** Alıntı Metin **

┄┄┄┄┄┄┄┄┄┄

İbrahim Özdabak Karikatürü |
“Madem enflasyon düşüyor, neden her gün her şeye durmadan zam geliyor?” diyenler için meseleyi izah edelim: Enflasyon fiyat artış hızının göstergesidir. Yani, beşinci viteste gitmekte olan bir araba, vitesini dörde düşürdüğü an durmaz, yine hızla yol almaya devam eder. Önemli olan düşüş yoluna girmek; daha üç, iki ve birinci vites var. Acelemiz yok, Türkiye Yüzyılı diye boşuna ilan etmedik, bazı şeyler imkânsız değil ama bazen zaman alıyor işte.
Enflasyonu kolayca yeneriz aslında ama şu fırsatçılar yok mu... Vergi oranı artınca veya yeni bir vergi gelince, hiç utanmadan fiyatlara hemen zam yaparlar. Devlet neden mi vergi koyar, canım, taş mı yesin devlet? Yahu, devlet o vergiyi senden almak için yaptı, sen de onu doğrudan vatandaşa yansıtınca vergi vermiş olmuyorsun ki... Kredi oranı düşünce ev fiyatlarını otomatik yükseltenlere, doların bir kuruş artmasını fırsat bilerek raflardaki etiketleri yenileyenlere ne demeli? Millet maaşını dolarla mı alıyor?
Marketçilerin bahanesine bak: “Zam yapmazsam, sattığım ürünün aynısını alıp yerine koyamam” Sattığının ayısını yerine koyabilme garantisini kim verdi ki sana? Aynı ürünü almak için biraz daha sermaye artıracaksın, yapacak bir şey yok. Ya da 10 tane ürün mü sattın, o parayla 5 tane ürün alabiliyorsan, sadece o kadar al. Bütün marketçiler aynısını yapsa, toptancılar mecburen fiyat düşürür.
Ekonomiyi düzeltmesi için “Gel başa Şimşek bakan” deyip çağırdığımızda “Kel başa şimşir tarak” diyenler vardı. Şimşek gözlü bakanımızın elinde sihirli değnek yok tabii... İş bizde bitiyor. Dikkat buyurunuz; 2023 yılı boyunca her 100 işletmeden 28’inin fahiş fiyat artışı yaptığını tespit etti arkadaşlarımız. 2024 yılı daha bitmedi ama Eylül itibarıyla 100 işletmeden 45’i fahiş bir şekilde fiyat artırmış. Açıkladığımız enflasyon oranına uymayan ve işimize gelmeyen bütün fiyatlar fahiştir, aksini iddia eden hemen ispatlasın!
Herkes fiyatını bir nebze düşük tutsa el birliğiyle enflasyon düşecek, dolayısıyla da ekonomi düzelecek. Tıpkı, herkes kendi evinin önünü temizlediğinde bütün sokağın temiz olacağı gerçeği gibi...

┄┄┄┄┄┄┄┄┄┄

Enflasyon üzerine yazılmış metindeki "Herkes fiyatını bir" sözcüklerinden başlayıp "olacağı gerçeği gibi..." sözcükleri de dahil olmak üzere o bölümü harfi harfine tekrarlayın.

** Kaynak Malzeme **

┄┄┄┄┄┄┄┄┄┄

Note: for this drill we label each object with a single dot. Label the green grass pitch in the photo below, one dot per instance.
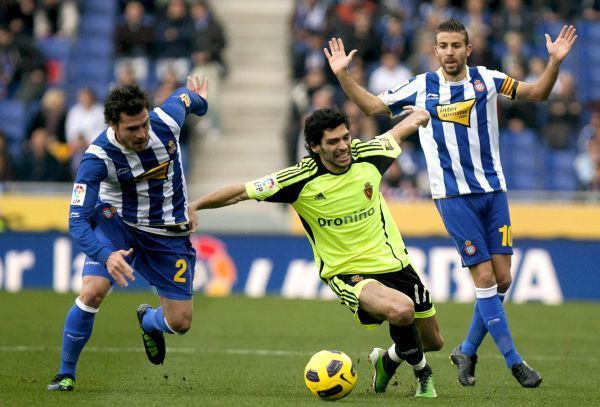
(252, 352)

┄┄┄┄┄┄┄┄┄┄

** Alıştırmanın Çözümü **
Herkes fiyatını bir nebze düşük tutsa el birliğiyle enflasyon düşecek, dolayısıyla da ekonomi düzelecek. Tıpkı, herkes kendi evinin önünü temizlediğinde bütün sokağın temiz olacağı gerçeği gibi...